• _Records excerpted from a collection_
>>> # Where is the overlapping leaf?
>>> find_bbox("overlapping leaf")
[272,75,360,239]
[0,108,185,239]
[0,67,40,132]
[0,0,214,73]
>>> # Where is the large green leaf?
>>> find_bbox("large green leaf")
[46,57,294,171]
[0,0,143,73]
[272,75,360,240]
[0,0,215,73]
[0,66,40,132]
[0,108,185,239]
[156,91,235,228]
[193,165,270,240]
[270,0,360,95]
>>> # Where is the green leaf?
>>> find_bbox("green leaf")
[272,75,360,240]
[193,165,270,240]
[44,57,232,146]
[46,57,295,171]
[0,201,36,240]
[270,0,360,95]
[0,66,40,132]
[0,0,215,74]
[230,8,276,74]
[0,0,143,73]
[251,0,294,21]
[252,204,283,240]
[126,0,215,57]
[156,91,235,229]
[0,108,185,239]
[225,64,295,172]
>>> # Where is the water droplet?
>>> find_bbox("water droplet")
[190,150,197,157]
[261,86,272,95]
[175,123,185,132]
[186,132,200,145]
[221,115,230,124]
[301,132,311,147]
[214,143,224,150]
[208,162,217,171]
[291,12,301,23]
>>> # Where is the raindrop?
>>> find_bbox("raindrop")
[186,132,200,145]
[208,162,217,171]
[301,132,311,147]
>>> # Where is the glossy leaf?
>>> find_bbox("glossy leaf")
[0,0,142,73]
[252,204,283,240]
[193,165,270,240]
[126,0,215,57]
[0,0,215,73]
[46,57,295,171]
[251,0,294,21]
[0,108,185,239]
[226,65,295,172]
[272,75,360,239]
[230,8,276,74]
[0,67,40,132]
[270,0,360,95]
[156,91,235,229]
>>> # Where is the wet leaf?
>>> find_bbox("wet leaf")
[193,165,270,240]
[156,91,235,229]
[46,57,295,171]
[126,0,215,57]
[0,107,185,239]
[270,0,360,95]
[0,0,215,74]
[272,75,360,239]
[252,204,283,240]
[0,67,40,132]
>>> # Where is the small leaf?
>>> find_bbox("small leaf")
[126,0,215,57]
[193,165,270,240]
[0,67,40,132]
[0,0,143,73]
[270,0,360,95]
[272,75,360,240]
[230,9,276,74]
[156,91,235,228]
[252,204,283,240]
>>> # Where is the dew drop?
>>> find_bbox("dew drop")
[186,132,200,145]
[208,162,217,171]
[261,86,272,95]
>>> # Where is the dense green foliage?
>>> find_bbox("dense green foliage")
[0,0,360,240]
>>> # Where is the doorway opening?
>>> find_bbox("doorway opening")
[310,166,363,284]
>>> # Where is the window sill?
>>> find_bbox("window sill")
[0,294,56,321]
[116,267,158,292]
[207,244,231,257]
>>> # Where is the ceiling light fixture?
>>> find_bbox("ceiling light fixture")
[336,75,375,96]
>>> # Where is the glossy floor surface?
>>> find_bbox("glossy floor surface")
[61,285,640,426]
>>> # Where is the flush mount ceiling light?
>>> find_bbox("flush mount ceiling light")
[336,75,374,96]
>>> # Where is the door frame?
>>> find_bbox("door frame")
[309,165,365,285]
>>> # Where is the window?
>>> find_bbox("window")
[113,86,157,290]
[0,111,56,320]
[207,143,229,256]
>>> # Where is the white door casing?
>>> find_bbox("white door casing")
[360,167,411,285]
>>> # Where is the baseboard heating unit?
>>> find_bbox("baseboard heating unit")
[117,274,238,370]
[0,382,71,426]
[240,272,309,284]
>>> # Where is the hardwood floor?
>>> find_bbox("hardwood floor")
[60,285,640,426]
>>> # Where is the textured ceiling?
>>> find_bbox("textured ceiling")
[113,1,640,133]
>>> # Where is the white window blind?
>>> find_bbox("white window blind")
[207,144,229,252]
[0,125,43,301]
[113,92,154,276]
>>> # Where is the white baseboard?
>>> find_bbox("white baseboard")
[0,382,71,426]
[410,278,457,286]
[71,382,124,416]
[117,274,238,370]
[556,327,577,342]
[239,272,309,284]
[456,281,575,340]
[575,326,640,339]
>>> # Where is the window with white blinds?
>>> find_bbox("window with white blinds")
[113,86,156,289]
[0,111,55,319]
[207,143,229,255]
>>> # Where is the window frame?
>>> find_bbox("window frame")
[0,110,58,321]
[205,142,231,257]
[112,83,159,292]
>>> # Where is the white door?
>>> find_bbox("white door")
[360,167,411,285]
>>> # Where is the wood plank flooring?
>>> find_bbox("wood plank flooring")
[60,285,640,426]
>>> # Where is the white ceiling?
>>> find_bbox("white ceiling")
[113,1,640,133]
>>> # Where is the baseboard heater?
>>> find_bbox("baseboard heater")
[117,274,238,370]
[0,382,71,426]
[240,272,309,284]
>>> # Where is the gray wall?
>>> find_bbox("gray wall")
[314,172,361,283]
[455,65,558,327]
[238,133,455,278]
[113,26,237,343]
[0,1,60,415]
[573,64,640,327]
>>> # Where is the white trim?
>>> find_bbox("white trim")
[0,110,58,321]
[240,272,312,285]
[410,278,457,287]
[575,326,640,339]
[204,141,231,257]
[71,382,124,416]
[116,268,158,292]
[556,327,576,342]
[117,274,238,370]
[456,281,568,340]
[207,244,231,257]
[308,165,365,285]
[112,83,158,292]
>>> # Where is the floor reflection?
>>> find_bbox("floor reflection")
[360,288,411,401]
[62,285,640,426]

• _The problem_
Swap "baseboard heater" for "wall radiator" everywhere in the data above and leave everything else unchanged.

• _Task response_
>>> # Where is the overlapping leaf?
>>> find_bbox("overlapping leaf")
[272,75,360,239]
[0,108,185,239]
[0,67,40,132]
[0,0,214,73]
>>> # Where is the large green leaf?
>>> find_bbox("large green leaf")
[46,57,294,171]
[0,0,143,73]
[272,75,360,240]
[0,0,215,73]
[0,66,40,132]
[0,108,185,239]
[156,91,235,228]
[193,165,270,240]
[270,0,360,95]
>>> # Where is the green leaf?
>>> find_bbox("green leaf")
[272,75,360,240]
[193,165,270,240]
[44,57,232,146]
[46,57,295,171]
[0,201,36,240]
[270,0,360,95]
[0,66,40,132]
[0,0,215,74]
[230,8,276,74]
[0,0,143,73]
[251,0,294,21]
[252,204,283,240]
[126,0,215,57]
[156,91,235,229]
[0,108,185,239]
[225,64,295,172]
>>> # Where is the water droplet?
>>> find_bbox("water droplet")
[190,150,197,157]
[261,86,272,95]
[175,123,185,132]
[186,132,200,145]
[221,115,230,124]
[301,132,311,147]
[214,143,224,150]
[208,162,217,171]
[291,12,301,23]
>>> # Where is the raindrop?
>>> find_bbox("raindrop")
[186,132,200,145]
[208,162,217,171]
[301,132,311,147]
>>> # Where is the glossy leaf?
>>> find_bbox("glossy leaf")
[0,0,142,73]
[252,204,283,240]
[193,165,270,240]
[126,0,215,57]
[0,0,215,73]
[46,57,295,171]
[251,0,294,21]
[0,108,185,239]
[226,65,295,172]
[272,75,360,239]
[230,8,276,74]
[0,67,40,132]
[270,0,360,95]
[156,91,235,229]
>>> # Where is the wet leaf?
>>> find_bbox("wet leaf")
[193,165,270,240]
[156,91,235,229]
[46,57,295,171]
[126,0,215,57]
[0,107,185,239]
[270,0,360,95]
[0,0,215,74]
[272,75,360,239]
[252,204,283,240]
[0,67,40,132]
>>> # Where is the small leaf?
>>> find_bbox("small leaf")
[126,0,215,57]
[193,165,270,240]
[0,67,40,132]
[0,0,143,73]
[270,0,360,95]
[272,75,360,240]
[230,9,276,74]
[156,91,235,228]
[252,204,283,240]
>>> # Where is the dew drop?
>>> find_bbox("dew drop")
[186,132,200,145]
[208,162,217,171]
[261,86,272,95]
>>> # Where is the dense green foliage?
>>> find_bbox("dense green foliage")
[0,0,360,240]
>>> # Where is the doorway opening?
>>> find_bbox("doorway opening")
[310,166,363,284]
>>> # Where is the window sill?
>>> find_bbox("window sill")
[0,294,56,321]
[116,267,158,292]
[207,244,231,257]
>>> # Where is the ceiling light fixture?
>>> find_bbox("ceiling light fixture")
[336,75,375,96]
>>> # Where is the glossy floor surface?
>>> find_bbox("glossy floor surface")
[61,285,640,426]
>>> # Where is the flush mount ceiling light?
>>> find_bbox("flush mount ceiling light")
[336,75,374,96]
>>> # Where is the door frame?
>>> find_bbox("door frame")
[309,165,365,285]
>>> # Where is the window?
>>> find_bbox("window")
[113,86,157,290]
[0,111,56,320]
[207,143,229,256]
>>> # Where is the white door casing?
>>> find_bbox("white door casing")
[360,167,411,285]
>>> # Where is the baseboard heating unit?
>>> find_bbox("baseboard heating unit")
[117,274,238,370]
[0,382,71,426]
[240,272,309,284]
>>> # Where is the hardwood floor?
>>> find_bbox("hardwood floor")
[60,285,640,426]
>>> # Where is the textured ceiling?
>>> find_bbox("textured ceiling")
[113,1,640,133]
>>> # Where is the white window blind?
>>> find_bbox("white window blind")
[207,144,229,252]
[0,125,43,301]
[113,92,154,276]
>>> # Where is the white baseboard?
>>> find_bbox("white baseboard")
[0,382,71,426]
[410,278,457,286]
[71,382,124,416]
[117,274,238,370]
[556,327,577,342]
[239,272,309,284]
[456,281,575,340]
[575,326,640,339]
>>> # Where is the window with white blinds?
>>> find_bbox("window with white blinds")
[113,86,156,289]
[0,111,55,319]
[207,143,229,255]
>>> # Where is the window frame?
>>> find_bbox("window frame")
[0,110,58,321]
[205,142,231,257]
[112,83,159,292]
>>> # Where is the white door?
>>> find_bbox("white door")
[360,167,411,285]
>>> # Where is the wood plank flooring?
>>> find_bbox("wood plank flooring")
[60,285,640,426]
>>> # Where is the white ceiling?
>>> find_bbox("white ceiling")
[113,1,640,133]
>>> # Where is the wall radiator?
>>> find_bbox("wall radiator")
[117,274,238,370]
[0,382,71,426]
[240,272,309,284]
>>> # Where is the gray wall?
>>> find_bbox("gray wall")
[314,172,361,283]
[455,65,558,327]
[238,133,455,278]
[113,26,237,343]
[0,1,60,415]
[573,64,640,327]
>>> # Where is the white trim?
>>> find_bbox("white trim")
[0,110,58,321]
[240,272,312,285]
[410,278,457,287]
[575,326,640,339]
[204,141,231,257]
[71,382,124,416]
[116,268,158,292]
[556,327,576,342]
[117,274,238,370]
[456,281,568,340]
[207,244,231,257]
[308,165,365,285]
[112,83,158,292]
>>> # Where is the floor reflection?
>>> find_bbox("floor reflection")
[360,288,411,401]
[62,285,640,426]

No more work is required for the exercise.